PROBLEM DESCRIPTION:
Count the lines in the records below that contain the word "objects". Give only the number.

ITEMS:
===============
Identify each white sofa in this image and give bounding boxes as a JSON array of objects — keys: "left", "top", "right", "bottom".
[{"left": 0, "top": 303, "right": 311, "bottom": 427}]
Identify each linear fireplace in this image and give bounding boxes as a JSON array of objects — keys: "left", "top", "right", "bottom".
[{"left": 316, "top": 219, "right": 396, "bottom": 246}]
===============
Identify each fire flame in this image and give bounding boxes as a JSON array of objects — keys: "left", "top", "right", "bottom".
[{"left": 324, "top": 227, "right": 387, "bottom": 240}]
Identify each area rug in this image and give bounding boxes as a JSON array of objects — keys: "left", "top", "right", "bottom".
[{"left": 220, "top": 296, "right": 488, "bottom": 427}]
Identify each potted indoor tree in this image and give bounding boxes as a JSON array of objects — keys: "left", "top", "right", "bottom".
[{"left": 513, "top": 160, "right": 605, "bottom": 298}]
===============
THE COMPLETED TASK:
5